Set task 1:
Transcribe the part of the SEEK half-year results article starting with "What else do" and going on through "results now included.".
Set task 2:
Go on with the SEEK half-year results article, picking up after its last sentence.

SEEK delivers double-digit growth and record dividend in FY26 half-year results

a line up of job interview candidates sit in chairs against a wall clutching CVs on paper in an office setting.

The SEEK Ltd (ASX: SEK) share price is in focus after the company posted strong half-year results, highlighted by a 21% lift in sales revenue and a record interim dividend.

What did SEEK report?

  • Sales revenue rose 21% to $647 million
  • Net revenue up 12% to $601 million
  • EBITDA increased 19% to $267 million
  • Adjusted profit jumped 35% to $104 million
  • Reported loss of $178 million, impacted by a $356 million Zhaopin impairment
  • Record fully franked interim dividend of 27 cents per share, up 13%

What else do investors need to know?

SEEK strengthened its lead in the Australian recruitment market, with its placement share now 4.9 times its nearest competitor. While paid job ad volumes in ANZ dipped slightly due to macroeconomic factors, AI-enabled product innovations boosted pricing and yield. Asia’s revenue growth was more modest at 4%, with volumes falling but yield climbing 17% on upgraded ad tiers.

On the cost front, SEEK continued investing heavily in AI technology, product development, and infrastructure, keeping operating costs well below revenue growth. The company completed the reacquisition of Sidekicker in May 2025, with Sidekicker’s results now included.

What did SEEK management say?

CEO and Managing Director Ian Narev said:

This was another half of demonstrable progress across all our strategic priorities. Our placement share lead in Australia grew to 4.9x our nearest competitor; and whilst Asia declined slightly, underlying marketplace metrics are strong and improving across the board. New products introduced last year are driving customer choice, and creating tangible value that hirers are willing to pay for. The resulting yield growth led to double digit revenue growth, even as macroeconomic conditions continued to impact volumes. We maintained our commitment to investment, at the same time as maintaining our commitment to operating leverage. By prioritising discretionary capital towards grow-the-business activity such as AI focussed product development and containing run-the-business costs, we kept cost growth well below revenue growth despite significant investment. The result was 19% EBITDA growth and 35% Adjusted Profit growth.

Supplied data:
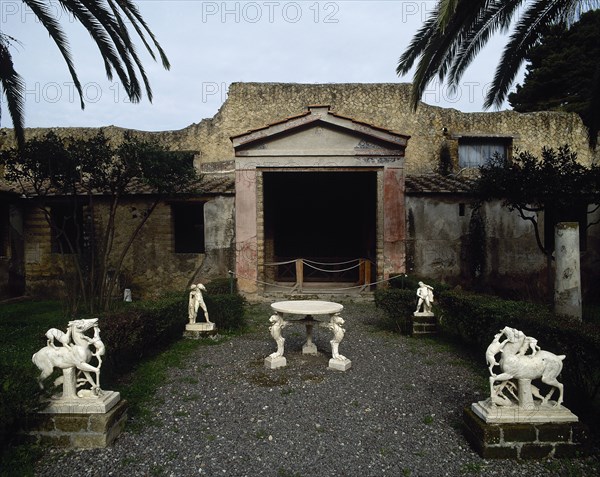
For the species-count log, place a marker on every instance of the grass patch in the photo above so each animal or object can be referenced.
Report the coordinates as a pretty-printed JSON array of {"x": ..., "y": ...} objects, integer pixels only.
[{"x": 269, "y": 381}]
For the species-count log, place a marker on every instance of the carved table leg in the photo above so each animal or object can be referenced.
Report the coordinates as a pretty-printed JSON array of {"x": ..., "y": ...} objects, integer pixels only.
[
  {"x": 309, "y": 347},
  {"x": 276, "y": 359},
  {"x": 337, "y": 361}
]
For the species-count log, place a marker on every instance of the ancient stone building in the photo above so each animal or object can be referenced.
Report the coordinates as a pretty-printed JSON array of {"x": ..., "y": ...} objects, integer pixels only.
[{"x": 332, "y": 173}]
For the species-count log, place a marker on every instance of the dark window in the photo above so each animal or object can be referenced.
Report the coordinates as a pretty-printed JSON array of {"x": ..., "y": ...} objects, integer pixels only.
[
  {"x": 188, "y": 227},
  {"x": 4, "y": 227},
  {"x": 66, "y": 221},
  {"x": 575, "y": 213},
  {"x": 475, "y": 152}
]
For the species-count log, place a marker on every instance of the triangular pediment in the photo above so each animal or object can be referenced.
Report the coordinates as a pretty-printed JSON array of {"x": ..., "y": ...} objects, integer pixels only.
[{"x": 319, "y": 132}]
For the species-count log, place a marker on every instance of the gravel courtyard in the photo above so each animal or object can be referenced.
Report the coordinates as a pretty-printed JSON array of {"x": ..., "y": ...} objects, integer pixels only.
[{"x": 396, "y": 412}]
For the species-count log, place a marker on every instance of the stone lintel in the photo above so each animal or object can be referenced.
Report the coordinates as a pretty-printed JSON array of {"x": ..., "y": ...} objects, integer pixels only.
[
  {"x": 493, "y": 414},
  {"x": 340, "y": 364},
  {"x": 274, "y": 363},
  {"x": 92, "y": 405}
]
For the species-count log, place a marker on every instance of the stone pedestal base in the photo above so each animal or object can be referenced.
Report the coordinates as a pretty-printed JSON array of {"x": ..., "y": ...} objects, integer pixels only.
[
  {"x": 340, "y": 364},
  {"x": 199, "y": 330},
  {"x": 274, "y": 363},
  {"x": 424, "y": 323},
  {"x": 78, "y": 430},
  {"x": 310, "y": 348},
  {"x": 524, "y": 440},
  {"x": 93, "y": 405}
]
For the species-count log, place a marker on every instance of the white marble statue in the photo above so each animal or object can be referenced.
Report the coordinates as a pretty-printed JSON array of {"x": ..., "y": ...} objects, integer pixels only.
[
  {"x": 335, "y": 325},
  {"x": 522, "y": 360},
  {"x": 72, "y": 352},
  {"x": 196, "y": 302},
  {"x": 277, "y": 325},
  {"x": 425, "y": 301}
]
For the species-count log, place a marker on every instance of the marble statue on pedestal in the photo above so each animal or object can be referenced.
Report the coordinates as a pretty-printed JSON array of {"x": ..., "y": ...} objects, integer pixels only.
[
  {"x": 513, "y": 397},
  {"x": 79, "y": 356},
  {"x": 425, "y": 300},
  {"x": 335, "y": 325},
  {"x": 196, "y": 302},
  {"x": 277, "y": 324}
]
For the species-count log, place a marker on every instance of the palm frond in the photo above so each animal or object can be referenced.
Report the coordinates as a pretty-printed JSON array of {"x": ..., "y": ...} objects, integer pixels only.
[
  {"x": 496, "y": 18},
  {"x": 13, "y": 88},
  {"x": 536, "y": 18},
  {"x": 45, "y": 16}
]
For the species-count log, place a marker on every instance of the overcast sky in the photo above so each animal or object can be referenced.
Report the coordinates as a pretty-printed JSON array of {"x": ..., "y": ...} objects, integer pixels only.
[{"x": 212, "y": 44}]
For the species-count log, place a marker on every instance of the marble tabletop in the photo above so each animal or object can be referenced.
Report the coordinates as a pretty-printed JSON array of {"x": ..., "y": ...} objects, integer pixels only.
[{"x": 307, "y": 307}]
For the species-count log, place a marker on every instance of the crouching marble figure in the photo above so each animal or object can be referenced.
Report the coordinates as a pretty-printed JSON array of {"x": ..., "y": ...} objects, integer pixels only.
[
  {"x": 337, "y": 360},
  {"x": 196, "y": 303},
  {"x": 425, "y": 300},
  {"x": 79, "y": 356},
  {"x": 513, "y": 397}
]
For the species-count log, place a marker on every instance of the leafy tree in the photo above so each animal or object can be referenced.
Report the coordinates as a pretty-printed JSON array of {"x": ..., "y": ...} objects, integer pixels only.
[
  {"x": 456, "y": 30},
  {"x": 92, "y": 177},
  {"x": 107, "y": 23},
  {"x": 555, "y": 184},
  {"x": 561, "y": 71}
]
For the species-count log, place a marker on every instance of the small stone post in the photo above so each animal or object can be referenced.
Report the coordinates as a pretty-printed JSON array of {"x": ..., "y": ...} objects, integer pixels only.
[{"x": 567, "y": 279}]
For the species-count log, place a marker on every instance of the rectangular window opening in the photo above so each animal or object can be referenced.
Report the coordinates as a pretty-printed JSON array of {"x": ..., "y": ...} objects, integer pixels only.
[
  {"x": 66, "y": 224},
  {"x": 476, "y": 152},
  {"x": 188, "y": 227}
]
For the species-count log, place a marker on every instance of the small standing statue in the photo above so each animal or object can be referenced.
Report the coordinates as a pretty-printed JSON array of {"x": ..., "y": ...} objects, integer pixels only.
[
  {"x": 335, "y": 325},
  {"x": 71, "y": 352},
  {"x": 196, "y": 302},
  {"x": 425, "y": 294},
  {"x": 278, "y": 323}
]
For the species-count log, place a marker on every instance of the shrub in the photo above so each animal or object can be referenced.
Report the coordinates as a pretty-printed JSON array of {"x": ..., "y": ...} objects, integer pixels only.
[
  {"x": 399, "y": 306},
  {"x": 226, "y": 311},
  {"x": 221, "y": 286},
  {"x": 140, "y": 330}
]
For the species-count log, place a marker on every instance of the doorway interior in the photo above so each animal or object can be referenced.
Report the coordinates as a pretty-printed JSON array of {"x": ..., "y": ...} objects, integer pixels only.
[{"x": 327, "y": 218}]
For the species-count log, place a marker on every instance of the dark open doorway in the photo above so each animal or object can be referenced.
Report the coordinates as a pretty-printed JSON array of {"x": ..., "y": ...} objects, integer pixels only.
[{"x": 324, "y": 217}]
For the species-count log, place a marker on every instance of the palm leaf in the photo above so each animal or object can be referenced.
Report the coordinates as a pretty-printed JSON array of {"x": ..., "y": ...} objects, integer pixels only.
[{"x": 13, "y": 88}]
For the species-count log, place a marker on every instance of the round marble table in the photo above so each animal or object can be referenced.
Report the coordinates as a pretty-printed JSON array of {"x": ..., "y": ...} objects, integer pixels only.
[{"x": 308, "y": 309}]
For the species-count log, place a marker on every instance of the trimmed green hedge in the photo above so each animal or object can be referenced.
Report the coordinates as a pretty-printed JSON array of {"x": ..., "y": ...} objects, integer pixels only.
[
  {"x": 226, "y": 311},
  {"x": 399, "y": 306},
  {"x": 140, "y": 330}
]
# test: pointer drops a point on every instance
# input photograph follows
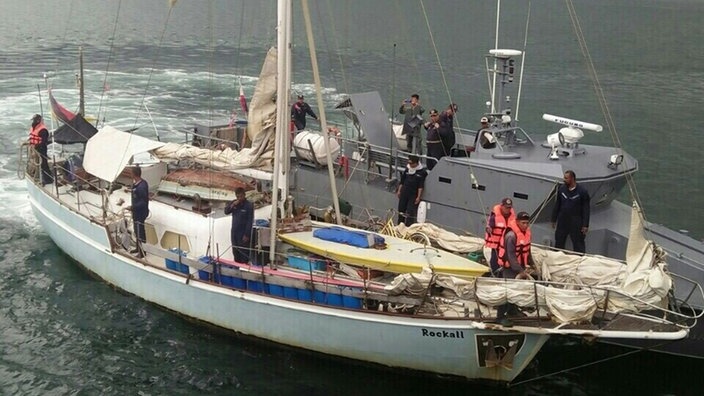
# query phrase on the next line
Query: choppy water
(62, 332)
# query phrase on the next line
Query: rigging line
(447, 89)
(437, 55)
(410, 36)
(632, 352)
(600, 95)
(343, 74)
(523, 62)
(159, 47)
(111, 54)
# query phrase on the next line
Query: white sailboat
(400, 322)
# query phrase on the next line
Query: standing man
(571, 213)
(299, 111)
(39, 140)
(496, 225)
(447, 128)
(483, 135)
(242, 219)
(140, 208)
(435, 148)
(411, 123)
(410, 190)
(514, 257)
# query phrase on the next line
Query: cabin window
(173, 240)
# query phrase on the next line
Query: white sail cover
(639, 283)
(261, 129)
(110, 150)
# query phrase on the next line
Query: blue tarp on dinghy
(349, 237)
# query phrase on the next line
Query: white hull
(443, 346)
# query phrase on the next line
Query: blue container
(172, 265)
(305, 263)
(351, 302)
(184, 269)
(227, 280)
(305, 295)
(319, 297)
(175, 265)
(276, 290)
(334, 299)
(255, 286)
(234, 282)
(291, 292)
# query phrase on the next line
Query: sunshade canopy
(110, 150)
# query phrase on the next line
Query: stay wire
(600, 96)
(156, 57)
(111, 54)
(581, 366)
(473, 180)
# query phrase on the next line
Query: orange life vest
(34, 138)
(500, 224)
(522, 247)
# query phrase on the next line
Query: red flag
(59, 112)
(243, 101)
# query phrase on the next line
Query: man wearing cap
(411, 123)
(514, 257)
(39, 140)
(483, 135)
(500, 217)
(410, 190)
(570, 216)
(435, 147)
(299, 111)
(447, 128)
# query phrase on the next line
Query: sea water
(65, 333)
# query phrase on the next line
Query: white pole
(281, 152)
(321, 109)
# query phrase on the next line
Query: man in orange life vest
(514, 257)
(39, 140)
(500, 217)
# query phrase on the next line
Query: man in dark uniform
(412, 120)
(39, 139)
(242, 220)
(139, 207)
(571, 214)
(435, 147)
(299, 111)
(410, 190)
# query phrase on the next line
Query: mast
(81, 94)
(281, 139)
(321, 111)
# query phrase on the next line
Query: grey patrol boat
(503, 161)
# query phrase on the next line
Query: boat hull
(443, 346)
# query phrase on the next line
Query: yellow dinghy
(396, 255)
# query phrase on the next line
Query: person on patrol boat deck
(410, 190)
(500, 217)
(39, 140)
(570, 216)
(514, 257)
(242, 212)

Right answer 1:
What else do investors need to know?

SEEK strengthened its lead in the Australian recruitment market, with its placement share now 4.9 times its nearest competitor. While paid job ad volumes in ANZ dipped slightly due to macroeconomic factors, AI-enabled product innovations boosted pricing and yield. Asia’s revenue growth was more modest at 4%, with volumes falling but yield climbing 17% on upgraded ad tiers.

On the cost front, SEEK continued investing heavily in AI technology, product development, and infrastructure, keeping operating costs well below revenue growth. The company completed the reacquisition of Sidekicker in May 2025, with Sidekicker’s results now included.

Right answer 2:
What’s next for SEEK?

SEEK has upgraded its full-year FY2026 guidance, now expecting net revenue of $1.19 billion to $1.23 billion and EBITDA of $530 million to $550 million. Revenue growth is predicted to remain in the low double digits, with continued focus on AI-driven product enhancements and improved marketplace execution. The SEEK Growth Fund is also moving to divest its stake in Employment Hero in 2026, which could unlock further value.

Management remains optimistic about SEEK’s data-led advantages and technology investment, despite a mixed short-term economic outlook in parts of Asia and Australia. The group is emphasising innovation, operating leverage, and sustained growth as it navigates evolving hiring landscapes.

SEEK share price snapshot

Over the past 12 months, SEEK shares have risen 8%, outperforming the S&P/ASX 200 Index (ASX: XJO) which has risen 5% over the same period.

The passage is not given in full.